Could you copy out, word for word, the lines of the material starting at the line containing "white shade</item>, I would be thankful." and ending at the line containing "[[[9,1],[46,43],[222,89],[311,1]]]", with both of those lines included?

(Mask labeling samples)
>>>>

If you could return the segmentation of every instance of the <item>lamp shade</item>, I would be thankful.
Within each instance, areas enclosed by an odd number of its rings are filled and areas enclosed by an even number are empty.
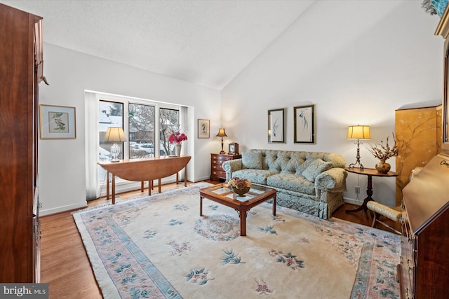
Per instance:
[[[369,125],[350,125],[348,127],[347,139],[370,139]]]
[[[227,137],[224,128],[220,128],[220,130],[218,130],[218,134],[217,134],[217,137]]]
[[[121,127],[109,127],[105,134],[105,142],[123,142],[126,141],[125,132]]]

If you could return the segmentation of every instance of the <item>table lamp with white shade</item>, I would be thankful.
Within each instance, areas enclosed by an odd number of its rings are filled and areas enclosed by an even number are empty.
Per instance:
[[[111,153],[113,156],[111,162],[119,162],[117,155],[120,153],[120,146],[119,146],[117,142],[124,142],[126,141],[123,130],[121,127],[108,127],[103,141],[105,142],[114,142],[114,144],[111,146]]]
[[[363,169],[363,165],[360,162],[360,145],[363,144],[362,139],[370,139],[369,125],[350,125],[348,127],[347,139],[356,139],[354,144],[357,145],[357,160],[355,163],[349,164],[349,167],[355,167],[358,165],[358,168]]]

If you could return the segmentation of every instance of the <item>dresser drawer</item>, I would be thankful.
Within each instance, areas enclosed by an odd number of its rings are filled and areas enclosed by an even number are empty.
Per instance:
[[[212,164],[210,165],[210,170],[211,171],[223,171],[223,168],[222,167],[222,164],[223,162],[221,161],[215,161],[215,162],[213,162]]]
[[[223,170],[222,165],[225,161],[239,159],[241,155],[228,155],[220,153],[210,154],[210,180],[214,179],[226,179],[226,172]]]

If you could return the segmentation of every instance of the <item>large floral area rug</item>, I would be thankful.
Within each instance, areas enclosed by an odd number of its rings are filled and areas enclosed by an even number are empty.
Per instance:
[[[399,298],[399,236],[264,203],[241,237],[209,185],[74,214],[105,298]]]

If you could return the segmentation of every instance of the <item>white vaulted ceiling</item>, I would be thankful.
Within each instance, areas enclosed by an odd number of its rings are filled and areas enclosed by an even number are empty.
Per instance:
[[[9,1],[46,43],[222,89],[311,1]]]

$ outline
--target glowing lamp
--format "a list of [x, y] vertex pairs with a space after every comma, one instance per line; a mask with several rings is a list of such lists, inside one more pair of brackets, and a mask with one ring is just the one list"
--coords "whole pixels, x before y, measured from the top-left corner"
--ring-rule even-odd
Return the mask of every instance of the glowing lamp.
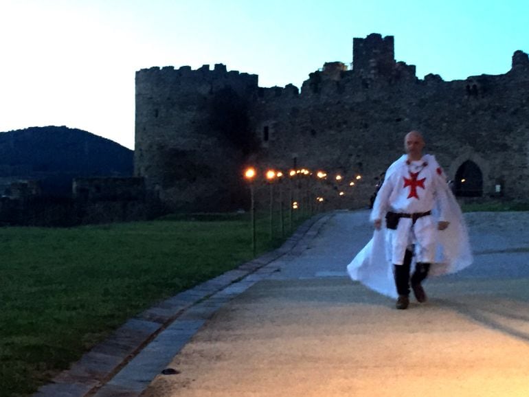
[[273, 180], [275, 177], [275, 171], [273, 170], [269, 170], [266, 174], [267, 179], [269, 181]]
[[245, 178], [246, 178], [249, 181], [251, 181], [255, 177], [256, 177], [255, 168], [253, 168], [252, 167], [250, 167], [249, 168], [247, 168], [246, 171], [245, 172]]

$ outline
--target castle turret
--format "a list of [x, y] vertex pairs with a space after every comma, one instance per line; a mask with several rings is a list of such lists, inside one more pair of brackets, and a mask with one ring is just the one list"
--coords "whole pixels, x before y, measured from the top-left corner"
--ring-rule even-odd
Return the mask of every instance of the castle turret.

<<<<

#### Full answer:
If you could return the segmentation of every instance of the <item>table lamp with white shade</item>, I would be thankful.
Within each instance, areas enclosed by an odd number of its rings are filled and areas enclosed by an even number are empty.
Per instance:
[[[111,153],[113,156],[111,162],[119,162],[117,155],[120,153],[120,146],[119,146],[117,142],[124,142],[126,141],[123,130],[121,127],[108,127],[103,141],[105,142],[114,142],[114,144],[111,146]]]
[[[363,169],[363,165],[360,162],[360,145],[363,144],[362,139],[370,139],[369,125],[350,125],[348,127],[347,139],[356,139],[354,144],[357,145],[357,160],[355,163],[349,164],[349,167],[355,167],[358,165],[358,168]]]

If you could return the segmentation of every instance of the <item>dresser drawer</item>, I would be thankful.
Within each instance, areas enclosed by an odd number of its rings are filled and areas enclosed by an even number are empty.
Per instance:
[[[212,164],[210,165],[210,170],[211,171],[223,171],[223,168],[222,167],[222,164],[223,162],[221,161],[215,161],[215,162],[213,162]]]
[[[223,170],[222,165],[225,161],[239,159],[241,155],[228,155],[220,153],[210,154],[210,180],[214,179],[226,179],[226,172]]]

If you could return the segmentation of every instance of the <item>large floral area rug</item>, I would be thankful.
Within each instance, areas enclosed by an odd number of its rings are filled and areas enclosed by an even number are empty.
Per instance:
[[[399,298],[399,236],[264,203],[241,237],[209,185],[74,214],[105,298]]]

If you could return the segmentation of every instance of the <item>white vaulted ceiling</item>, I would be thankful.
Within each instance, areas enclosed by an odd number of its rings are filled and areas enclosed by an even number are empty.
Per instance:
[[[9,1],[46,43],[222,89],[311,1]]]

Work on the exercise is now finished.